» **Work to be completed**
Reproduce the items below with every "photo" swapped for "image" and everything else unchanged. Omit the pictures from your answer.

╭─ Material provided

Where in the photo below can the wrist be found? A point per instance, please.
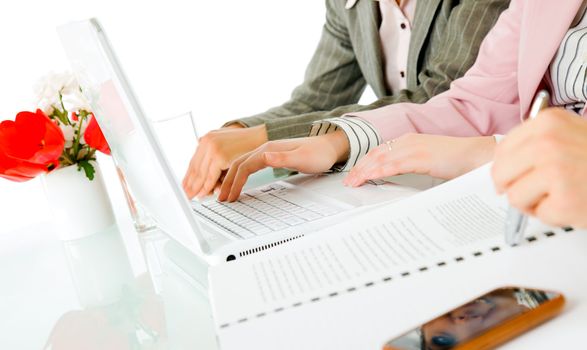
(484, 150)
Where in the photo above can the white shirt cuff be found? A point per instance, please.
(360, 133)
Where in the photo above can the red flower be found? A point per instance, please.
(30, 145)
(95, 138)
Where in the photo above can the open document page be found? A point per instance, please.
(437, 227)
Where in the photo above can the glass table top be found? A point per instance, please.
(95, 293)
(116, 289)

╰─

» **Output below**
Where in the image below can the wrist be found? A point per instance, please.
(484, 150)
Where in the image above can the white shirt cuff be found? A point per instance, please.
(360, 133)
Where in the image above can the red flower be found? A point per instance, please.
(30, 145)
(95, 138)
Where in the image above can the open document page be found? A point per instance, please.
(437, 227)
Where in the image above can the glass table top be found? A point per instance, please.
(95, 293)
(116, 289)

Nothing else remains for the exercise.